- **Tarea planteada**
Devuelva cada línea de los registros que contenga la palabra "referee", teniendo en cuenta las mayúsculas y minúsculas.

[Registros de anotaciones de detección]
============

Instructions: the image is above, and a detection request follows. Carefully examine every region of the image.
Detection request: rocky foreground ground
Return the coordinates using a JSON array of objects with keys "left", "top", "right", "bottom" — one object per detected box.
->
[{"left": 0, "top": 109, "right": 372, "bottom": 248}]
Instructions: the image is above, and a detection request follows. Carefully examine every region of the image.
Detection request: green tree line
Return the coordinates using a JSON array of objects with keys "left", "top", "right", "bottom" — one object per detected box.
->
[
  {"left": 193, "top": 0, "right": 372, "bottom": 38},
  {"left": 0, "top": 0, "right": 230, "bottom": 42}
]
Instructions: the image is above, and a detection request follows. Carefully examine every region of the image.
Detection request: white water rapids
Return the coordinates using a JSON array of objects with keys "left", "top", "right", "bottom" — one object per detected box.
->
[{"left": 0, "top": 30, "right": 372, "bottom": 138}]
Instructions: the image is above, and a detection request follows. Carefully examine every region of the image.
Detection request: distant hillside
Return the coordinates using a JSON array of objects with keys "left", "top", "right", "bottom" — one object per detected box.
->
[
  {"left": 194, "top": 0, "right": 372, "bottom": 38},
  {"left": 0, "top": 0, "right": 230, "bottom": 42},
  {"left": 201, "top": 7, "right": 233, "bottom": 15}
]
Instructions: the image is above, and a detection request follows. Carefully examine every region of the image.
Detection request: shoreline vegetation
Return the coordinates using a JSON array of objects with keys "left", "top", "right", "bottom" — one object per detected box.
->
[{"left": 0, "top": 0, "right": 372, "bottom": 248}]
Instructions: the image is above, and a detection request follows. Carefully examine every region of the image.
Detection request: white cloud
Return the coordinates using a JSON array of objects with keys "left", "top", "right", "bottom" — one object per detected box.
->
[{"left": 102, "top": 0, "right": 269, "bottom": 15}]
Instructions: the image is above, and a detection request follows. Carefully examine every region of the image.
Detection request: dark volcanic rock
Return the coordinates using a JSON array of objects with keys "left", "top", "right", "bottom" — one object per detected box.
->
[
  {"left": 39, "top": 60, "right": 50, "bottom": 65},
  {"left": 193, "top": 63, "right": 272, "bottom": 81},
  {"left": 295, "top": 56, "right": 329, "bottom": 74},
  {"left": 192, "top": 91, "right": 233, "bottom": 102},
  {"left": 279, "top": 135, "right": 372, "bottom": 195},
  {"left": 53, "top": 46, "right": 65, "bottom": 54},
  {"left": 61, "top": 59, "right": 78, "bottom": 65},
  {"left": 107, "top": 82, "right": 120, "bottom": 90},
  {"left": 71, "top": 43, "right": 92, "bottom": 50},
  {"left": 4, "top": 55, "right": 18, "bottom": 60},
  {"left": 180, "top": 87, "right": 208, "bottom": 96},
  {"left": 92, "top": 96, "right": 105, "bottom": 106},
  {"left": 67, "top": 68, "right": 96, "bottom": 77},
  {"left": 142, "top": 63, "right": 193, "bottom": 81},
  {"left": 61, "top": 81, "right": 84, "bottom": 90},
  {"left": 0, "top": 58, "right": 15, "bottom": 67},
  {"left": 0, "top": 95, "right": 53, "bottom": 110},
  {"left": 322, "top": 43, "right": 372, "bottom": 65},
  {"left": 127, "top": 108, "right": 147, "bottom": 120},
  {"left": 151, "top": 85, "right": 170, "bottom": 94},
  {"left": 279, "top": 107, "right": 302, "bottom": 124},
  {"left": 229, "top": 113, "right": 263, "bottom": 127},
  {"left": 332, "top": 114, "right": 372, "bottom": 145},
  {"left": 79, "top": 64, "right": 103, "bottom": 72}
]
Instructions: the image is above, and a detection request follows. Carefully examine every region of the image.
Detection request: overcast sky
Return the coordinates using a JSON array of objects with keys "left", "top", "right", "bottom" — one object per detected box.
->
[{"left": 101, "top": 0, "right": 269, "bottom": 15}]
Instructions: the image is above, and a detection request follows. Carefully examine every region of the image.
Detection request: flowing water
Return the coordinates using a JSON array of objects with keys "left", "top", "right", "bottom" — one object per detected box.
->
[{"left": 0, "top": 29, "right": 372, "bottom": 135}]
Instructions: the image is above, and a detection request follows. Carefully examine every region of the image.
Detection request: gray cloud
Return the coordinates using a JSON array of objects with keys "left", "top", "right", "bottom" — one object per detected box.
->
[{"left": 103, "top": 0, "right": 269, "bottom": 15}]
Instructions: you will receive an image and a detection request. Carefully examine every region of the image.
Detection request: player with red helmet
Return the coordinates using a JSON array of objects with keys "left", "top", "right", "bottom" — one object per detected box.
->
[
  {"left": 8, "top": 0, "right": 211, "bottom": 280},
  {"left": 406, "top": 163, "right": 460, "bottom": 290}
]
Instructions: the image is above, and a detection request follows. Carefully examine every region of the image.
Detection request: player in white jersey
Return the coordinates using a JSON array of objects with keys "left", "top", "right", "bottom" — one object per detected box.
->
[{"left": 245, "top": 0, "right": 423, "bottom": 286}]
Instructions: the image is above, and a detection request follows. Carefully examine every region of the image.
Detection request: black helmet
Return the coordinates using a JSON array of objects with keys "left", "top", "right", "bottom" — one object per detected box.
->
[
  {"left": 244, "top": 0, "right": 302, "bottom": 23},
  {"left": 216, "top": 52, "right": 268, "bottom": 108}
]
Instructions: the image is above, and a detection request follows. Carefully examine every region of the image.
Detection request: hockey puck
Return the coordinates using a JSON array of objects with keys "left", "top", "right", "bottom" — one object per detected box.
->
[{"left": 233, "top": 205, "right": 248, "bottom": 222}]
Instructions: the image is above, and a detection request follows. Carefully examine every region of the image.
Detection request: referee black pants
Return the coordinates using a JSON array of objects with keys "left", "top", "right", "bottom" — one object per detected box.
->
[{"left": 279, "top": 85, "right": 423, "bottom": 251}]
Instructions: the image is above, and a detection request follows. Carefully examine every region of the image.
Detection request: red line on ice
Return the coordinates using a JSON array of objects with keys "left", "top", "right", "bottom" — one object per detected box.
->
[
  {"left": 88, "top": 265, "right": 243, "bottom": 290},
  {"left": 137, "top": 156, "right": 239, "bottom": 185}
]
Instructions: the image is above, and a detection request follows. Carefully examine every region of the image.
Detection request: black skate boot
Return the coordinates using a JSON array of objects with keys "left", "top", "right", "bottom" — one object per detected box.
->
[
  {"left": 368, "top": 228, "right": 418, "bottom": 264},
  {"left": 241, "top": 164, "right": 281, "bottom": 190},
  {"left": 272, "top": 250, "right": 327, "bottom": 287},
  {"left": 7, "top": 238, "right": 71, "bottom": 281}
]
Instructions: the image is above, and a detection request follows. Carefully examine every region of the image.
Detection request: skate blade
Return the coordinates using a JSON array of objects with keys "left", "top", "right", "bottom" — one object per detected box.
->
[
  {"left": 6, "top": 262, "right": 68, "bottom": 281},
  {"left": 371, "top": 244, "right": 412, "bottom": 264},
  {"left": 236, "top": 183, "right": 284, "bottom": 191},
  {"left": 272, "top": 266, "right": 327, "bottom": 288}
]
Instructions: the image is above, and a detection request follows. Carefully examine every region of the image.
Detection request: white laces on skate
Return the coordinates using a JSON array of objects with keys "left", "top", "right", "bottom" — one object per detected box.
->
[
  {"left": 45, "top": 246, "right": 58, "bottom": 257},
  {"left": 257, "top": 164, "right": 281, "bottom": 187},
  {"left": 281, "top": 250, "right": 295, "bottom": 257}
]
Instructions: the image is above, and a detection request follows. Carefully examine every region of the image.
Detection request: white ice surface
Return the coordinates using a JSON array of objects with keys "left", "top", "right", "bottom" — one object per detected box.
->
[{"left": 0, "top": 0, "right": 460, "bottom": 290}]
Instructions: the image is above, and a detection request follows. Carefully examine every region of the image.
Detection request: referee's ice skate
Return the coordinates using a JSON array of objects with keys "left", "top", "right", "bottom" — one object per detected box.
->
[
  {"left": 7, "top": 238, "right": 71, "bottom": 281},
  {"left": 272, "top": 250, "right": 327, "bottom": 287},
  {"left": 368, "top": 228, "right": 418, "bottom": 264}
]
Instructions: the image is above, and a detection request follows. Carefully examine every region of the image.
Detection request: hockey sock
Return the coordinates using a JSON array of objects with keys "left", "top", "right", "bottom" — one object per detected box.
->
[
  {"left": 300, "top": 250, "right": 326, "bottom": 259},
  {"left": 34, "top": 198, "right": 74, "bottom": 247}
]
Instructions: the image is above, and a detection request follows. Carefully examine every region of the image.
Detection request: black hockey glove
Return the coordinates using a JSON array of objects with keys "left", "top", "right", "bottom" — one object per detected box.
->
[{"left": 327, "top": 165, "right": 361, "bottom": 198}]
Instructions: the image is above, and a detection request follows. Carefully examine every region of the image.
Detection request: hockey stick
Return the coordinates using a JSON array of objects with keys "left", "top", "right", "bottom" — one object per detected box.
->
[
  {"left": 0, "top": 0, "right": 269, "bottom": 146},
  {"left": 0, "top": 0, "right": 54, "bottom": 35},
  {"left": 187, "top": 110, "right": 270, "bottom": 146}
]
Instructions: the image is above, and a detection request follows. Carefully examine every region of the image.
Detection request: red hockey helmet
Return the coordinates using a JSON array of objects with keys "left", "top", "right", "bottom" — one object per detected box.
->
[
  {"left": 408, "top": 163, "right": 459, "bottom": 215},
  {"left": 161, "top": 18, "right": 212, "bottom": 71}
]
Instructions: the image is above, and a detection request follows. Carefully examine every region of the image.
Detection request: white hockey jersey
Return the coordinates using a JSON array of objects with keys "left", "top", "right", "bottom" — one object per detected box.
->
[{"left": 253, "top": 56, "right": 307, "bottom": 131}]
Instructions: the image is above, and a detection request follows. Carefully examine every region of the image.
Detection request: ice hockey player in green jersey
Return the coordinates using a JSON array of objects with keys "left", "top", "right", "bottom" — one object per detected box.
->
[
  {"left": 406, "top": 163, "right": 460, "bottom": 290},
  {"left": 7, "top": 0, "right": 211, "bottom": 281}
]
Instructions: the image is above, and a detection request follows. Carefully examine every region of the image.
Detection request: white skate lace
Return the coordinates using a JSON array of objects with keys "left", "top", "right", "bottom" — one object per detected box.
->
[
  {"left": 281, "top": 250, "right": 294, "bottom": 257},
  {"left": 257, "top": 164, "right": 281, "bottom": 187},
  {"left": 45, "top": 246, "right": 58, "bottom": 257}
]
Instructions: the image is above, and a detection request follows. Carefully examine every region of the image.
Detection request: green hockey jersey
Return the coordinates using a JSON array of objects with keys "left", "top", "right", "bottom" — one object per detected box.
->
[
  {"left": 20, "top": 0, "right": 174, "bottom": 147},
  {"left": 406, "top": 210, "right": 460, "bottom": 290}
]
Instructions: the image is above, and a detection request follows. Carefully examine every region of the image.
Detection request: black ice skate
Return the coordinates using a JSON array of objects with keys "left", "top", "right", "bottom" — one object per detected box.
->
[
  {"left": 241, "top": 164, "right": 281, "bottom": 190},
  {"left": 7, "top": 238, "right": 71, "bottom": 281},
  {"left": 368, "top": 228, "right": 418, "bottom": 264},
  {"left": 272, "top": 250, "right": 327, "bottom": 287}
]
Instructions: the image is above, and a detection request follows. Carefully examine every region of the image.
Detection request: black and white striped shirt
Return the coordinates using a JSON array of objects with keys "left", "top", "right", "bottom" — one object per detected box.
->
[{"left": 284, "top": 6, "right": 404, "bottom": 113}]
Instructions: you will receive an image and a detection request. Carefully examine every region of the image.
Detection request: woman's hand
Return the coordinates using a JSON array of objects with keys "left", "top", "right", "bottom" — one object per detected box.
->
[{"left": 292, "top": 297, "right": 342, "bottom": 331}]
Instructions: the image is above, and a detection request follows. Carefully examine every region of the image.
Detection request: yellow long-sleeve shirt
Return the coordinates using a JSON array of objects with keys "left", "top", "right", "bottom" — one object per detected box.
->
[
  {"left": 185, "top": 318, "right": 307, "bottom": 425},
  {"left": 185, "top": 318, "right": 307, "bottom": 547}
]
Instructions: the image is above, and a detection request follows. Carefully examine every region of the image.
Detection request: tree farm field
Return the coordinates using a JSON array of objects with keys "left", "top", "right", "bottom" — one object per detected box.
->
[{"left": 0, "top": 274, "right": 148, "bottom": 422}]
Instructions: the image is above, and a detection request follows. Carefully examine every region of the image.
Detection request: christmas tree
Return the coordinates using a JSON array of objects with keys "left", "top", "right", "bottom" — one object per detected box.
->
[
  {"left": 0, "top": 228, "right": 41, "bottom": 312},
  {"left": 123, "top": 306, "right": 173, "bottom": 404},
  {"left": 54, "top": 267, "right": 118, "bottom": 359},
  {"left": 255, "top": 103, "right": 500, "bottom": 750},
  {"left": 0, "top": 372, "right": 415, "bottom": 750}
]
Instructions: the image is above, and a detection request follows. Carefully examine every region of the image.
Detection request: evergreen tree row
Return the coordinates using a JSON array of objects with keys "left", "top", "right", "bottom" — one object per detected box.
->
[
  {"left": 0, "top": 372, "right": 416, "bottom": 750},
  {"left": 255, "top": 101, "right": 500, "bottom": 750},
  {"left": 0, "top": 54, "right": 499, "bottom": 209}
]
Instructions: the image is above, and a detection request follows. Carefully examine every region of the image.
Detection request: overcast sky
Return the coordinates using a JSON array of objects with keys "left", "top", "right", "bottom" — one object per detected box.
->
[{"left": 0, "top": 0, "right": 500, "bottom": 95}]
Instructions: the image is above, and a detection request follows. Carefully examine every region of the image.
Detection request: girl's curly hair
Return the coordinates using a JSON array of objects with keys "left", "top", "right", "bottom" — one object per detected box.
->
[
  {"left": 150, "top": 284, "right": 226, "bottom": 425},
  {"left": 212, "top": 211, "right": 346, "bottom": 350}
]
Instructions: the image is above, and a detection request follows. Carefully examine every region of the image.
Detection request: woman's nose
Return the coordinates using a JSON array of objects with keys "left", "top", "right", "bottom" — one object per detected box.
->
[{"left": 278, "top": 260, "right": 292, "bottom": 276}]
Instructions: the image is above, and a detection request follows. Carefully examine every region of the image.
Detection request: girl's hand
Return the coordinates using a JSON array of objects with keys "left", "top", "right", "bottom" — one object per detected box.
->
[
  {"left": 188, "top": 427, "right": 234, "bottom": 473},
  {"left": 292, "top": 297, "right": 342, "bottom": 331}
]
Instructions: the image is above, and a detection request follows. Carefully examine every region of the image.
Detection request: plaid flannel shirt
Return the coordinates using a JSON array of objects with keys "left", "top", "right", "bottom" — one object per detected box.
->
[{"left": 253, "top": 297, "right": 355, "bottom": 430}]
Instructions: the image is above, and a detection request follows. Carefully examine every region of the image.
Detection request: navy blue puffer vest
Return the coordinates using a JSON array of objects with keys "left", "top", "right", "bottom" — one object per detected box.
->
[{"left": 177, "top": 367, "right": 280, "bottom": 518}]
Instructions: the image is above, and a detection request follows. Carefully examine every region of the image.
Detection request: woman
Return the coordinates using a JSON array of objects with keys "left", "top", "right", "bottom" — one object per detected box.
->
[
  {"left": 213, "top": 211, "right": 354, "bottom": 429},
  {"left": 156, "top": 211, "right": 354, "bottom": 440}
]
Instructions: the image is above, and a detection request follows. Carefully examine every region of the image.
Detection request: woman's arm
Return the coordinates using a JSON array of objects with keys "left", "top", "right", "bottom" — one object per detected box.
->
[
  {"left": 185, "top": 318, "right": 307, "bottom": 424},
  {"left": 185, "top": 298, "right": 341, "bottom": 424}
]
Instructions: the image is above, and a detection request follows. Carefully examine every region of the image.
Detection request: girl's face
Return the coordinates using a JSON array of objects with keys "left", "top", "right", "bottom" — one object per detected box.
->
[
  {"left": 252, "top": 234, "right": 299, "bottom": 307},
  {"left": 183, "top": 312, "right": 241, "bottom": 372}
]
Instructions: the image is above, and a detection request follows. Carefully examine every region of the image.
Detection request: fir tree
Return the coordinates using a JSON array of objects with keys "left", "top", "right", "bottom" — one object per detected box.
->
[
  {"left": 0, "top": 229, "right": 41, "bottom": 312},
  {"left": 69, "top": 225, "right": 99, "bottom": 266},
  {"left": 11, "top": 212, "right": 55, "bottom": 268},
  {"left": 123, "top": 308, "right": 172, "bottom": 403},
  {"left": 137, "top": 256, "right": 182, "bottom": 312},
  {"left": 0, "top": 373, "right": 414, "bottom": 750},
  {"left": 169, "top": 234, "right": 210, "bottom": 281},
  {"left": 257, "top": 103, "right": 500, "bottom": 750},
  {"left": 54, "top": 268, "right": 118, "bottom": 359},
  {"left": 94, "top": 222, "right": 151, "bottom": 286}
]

============

- **Resultado obtenido**
Detection request: referee black pants
Detection request: referee's ice skate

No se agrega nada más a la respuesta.